- [Exercise objective]: Could you transcribe every record below exactly as written, leaving out any pictures?

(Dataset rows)
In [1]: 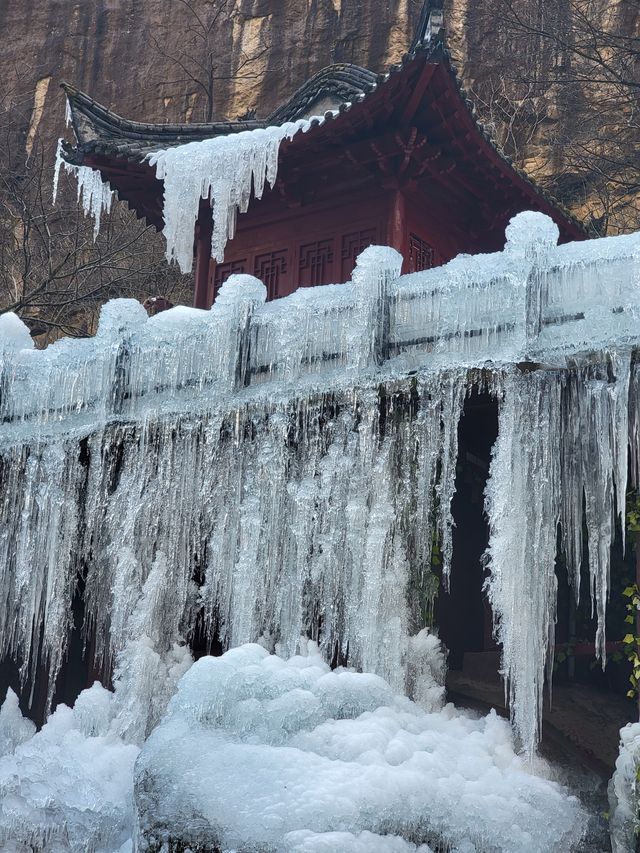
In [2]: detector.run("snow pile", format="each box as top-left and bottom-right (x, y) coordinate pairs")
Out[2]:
(609, 723), (640, 853)
(149, 118), (322, 273)
(0, 683), (139, 853)
(135, 645), (584, 853)
(53, 139), (113, 240)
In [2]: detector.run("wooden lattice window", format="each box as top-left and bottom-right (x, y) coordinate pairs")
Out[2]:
(213, 258), (247, 298)
(341, 228), (378, 281)
(253, 249), (288, 299)
(409, 234), (433, 272)
(298, 240), (333, 287)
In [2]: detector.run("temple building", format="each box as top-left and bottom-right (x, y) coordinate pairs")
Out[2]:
(63, 2), (587, 308)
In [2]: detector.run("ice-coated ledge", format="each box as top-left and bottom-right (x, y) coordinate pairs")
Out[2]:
(0, 213), (640, 441)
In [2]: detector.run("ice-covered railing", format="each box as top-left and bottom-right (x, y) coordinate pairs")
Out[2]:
(0, 213), (640, 440)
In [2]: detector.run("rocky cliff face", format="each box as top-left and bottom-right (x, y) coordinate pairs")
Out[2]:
(0, 0), (422, 141)
(0, 0), (640, 230)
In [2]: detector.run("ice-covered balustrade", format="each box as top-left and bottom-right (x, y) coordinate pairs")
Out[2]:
(0, 208), (640, 752)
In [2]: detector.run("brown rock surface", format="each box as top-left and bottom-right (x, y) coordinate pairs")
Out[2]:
(0, 0), (421, 142)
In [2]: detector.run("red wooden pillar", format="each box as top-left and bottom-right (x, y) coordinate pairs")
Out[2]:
(193, 199), (213, 309)
(387, 190), (407, 272)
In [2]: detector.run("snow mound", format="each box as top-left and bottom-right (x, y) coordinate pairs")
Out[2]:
(0, 683), (138, 853)
(135, 644), (584, 853)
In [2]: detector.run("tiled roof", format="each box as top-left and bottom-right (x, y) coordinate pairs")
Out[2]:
(61, 63), (378, 165)
(62, 27), (586, 238)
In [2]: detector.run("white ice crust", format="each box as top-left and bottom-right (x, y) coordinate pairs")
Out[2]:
(609, 723), (640, 853)
(135, 645), (584, 853)
(149, 117), (323, 273)
(53, 139), (113, 240)
(0, 213), (640, 832)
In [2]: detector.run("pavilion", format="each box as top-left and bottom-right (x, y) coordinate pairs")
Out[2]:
(62, 0), (588, 308)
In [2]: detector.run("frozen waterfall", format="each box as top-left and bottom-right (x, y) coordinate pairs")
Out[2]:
(0, 213), (640, 754)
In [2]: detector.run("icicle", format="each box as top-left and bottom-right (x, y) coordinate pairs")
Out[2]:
(53, 139), (113, 240)
(149, 118), (322, 273)
(486, 351), (630, 755)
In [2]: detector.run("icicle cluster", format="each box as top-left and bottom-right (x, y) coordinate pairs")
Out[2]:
(53, 139), (113, 240)
(0, 372), (466, 704)
(149, 118), (322, 273)
(0, 208), (640, 764)
(486, 351), (630, 754)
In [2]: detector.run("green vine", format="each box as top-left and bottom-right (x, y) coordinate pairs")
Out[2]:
(622, 583), (640, 699)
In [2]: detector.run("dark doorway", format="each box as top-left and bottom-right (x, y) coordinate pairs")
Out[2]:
(436, 392), (498, 670)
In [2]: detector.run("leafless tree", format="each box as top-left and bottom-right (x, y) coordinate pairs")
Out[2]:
(467, 0), (640, 233)
(152, 0), (269, 122)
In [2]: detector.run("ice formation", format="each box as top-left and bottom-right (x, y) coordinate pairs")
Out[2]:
(0, 684), (139, 853)
(609, 723), (640, 853)
(486, 351), (637, 752)
(53, 139), (113, 240)
(135, 645), (585, 853)
(0, 211), (640, 844)
(149, 118), (322, 273)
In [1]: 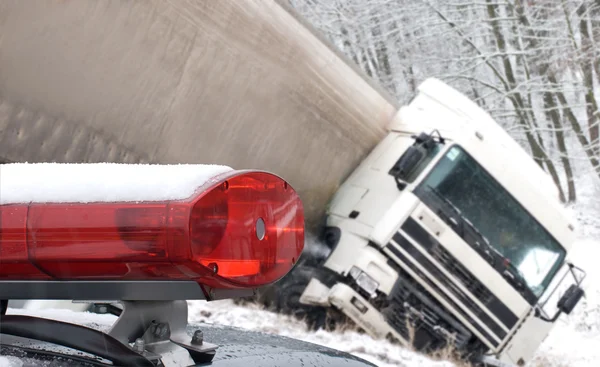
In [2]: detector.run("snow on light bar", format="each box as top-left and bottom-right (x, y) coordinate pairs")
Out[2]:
(0, 163), (304, 288)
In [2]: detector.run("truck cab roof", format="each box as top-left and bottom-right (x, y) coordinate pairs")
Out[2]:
(390, 78), (576, 251)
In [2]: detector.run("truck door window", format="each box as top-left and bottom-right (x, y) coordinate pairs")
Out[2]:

- [Response to this task]:
In [1]: 
In [2]: detector.run("snow pile", format="each box as top-left and bottom-right (x, y) coordinate pairs")
Out[2]:
(609, 723), (640, 853)
(149, 118), (322, 273)
(0, 683), (139, 853)
(135, 645), (584, 853)
(53, 139), (113, 240)
In [2]: detector.run("wooden lattice window", format="each box as top-left and bottom-right (x, y) coordinate pairs")
Out[2]:
(213, 258), (247, 298)
(341, 228), (378, 281)
(253, 249), (288, 299)
(409, 234), (433, 272)
(298, 240), (333, 287)
In [2]: detector.run("temple building", format="each box as top-left and bottom-right (x, y) coordinate pairs")
Out[2]:
(63, 2), (587, 308)
In [2]: detector.run("ice-coated ledge", format="each box as top-left and bottom-right (x, y) coordinate pairs")
Out[2]:
(0, 213), (640, 441)
In [2]: detector.run("ice-covered railing", format="each box as top-left and bottom-right (x, y) coordinate pairs")
Out[2]:
(0, 213), (640, 440)
In [2]: detector.run("rocky cliff face", format="each box as top-left and bottom-right (x, y) coordinate pairs")
Out[2]:
(0, 0), (422, 141)
(0, 0), (640, 230)
In [2]: detector.run("ice-covered balustrade", format="each box as top-left and bottom-right (x, y) coordinate pairs")
Out[2]:
(0, 208), (640, 752)
In [2]: detector.run("brown rock surface", format="each box as top-left and bottom-right (x, y) coordinate pairs")
Out[2]:
(0, 0), (421, 142)
In [2]: detector.run("red wooden pillar", format="each box as top-left and bottom-right (x, y) coordinate pairs")
Out[2]:
(193, 199), (213, 309)
(387, 190), (407, 272)
In [2]: detector.run("snow mound", format="each box as top-left and bottom-right (x, y) coordinate pairs")
Out[2]:
(0, 683), (138, 853)
(135, 644), (584, 853)
In [2]: detector.run("tiled roof", format="each box as top-left and bottom-right (x, y) coordinate pairs")
Out[2]:
(61, 63), (378, 165)
(62, 27), (586, 238)
In [2]: detector.run("white ice crust", format="each box as top-left and bottom-right (x, y) coordinate pairs")
Out[2]:
(609, 723), (640, 853)
(135, 645), (584, 853)
(149, 117), (323, 273)
(53, 139), (113, 240)
(0, 213), (640, 832)
In [2]: detector.run("pavilion", format="each box as top-left and bottom-right (x, y) coordinate pairs")
Out[2]:
(62, 0), (588, 308)
In [2]: detector.run("frozen waterfall", format="each box as top-left and bottom-right (x, y) coordinate pairs")
Out[2]:
(0, 213), (640, 754)
In [2]: detector.run("icicle", format="each box as top-left and bottom-right (x, y) coordinate pairs")
Out[2]:
(53, 139), (113, 240)
(149, 118), (322, 273)
(486, 351), (630, 755)
In [2]: detector.run("icicle cluster", format="each box as top-left and bottom-right (x, y) coordinate pairs")
Out[2]:
(53, 139), (113, 240)
(0, 372), (466, 704)
(149, 118), (322, 273)
(0, 208), (640, 764)
(486, 351), (630, 754)
In [2]: detector.run("green vine", format="each box as top-left and bottom-right (x, y) coordinate pairs")
Out[2]:
(622, 583), (640, 699)
In [2]: detector.run("dark doorway", format="each box as top-left and bottom-right (x, y) coordinate pairs")
Out[2]:
(436, 392), (498, 670)
In [2]: detector.run("leafless tree", format="each box as top-left and bottom-right (x, y) coordinate pairs")
Out[2]:
(467, 0), (640, 233)
(152, 0), (269, 122)
In [2]: detector.run("ice formation", format="each box as top-left and bottom-right (x, y) coordinate pairs")
Out[2]:
(0, 684), (139, 853)
(609, 723), (640, 853)
(486, 351), (637, 752)
(53, 139), (113, 240)
(135, 645), (585, 853)
(0, 211), (640, 844)
(149, 118), (322, 273)
In [1]: 
In [2]: detector.run("snow on light bar", format="each box as top-left and bottom-right (x, y) coordinate pairs")
Out[2]:
(0, 163), (304, 288)
In [2]: detector.run("truck cab roof", format="each box as top-left and bottom-right (x, y) coordinate pairs")
Out[2]:
(390, 78), (576, 251)
In [2]: detector.run("truck door window", format="each box as top-left and bottom-right (x, y) coordinate pairs")
Out[2]:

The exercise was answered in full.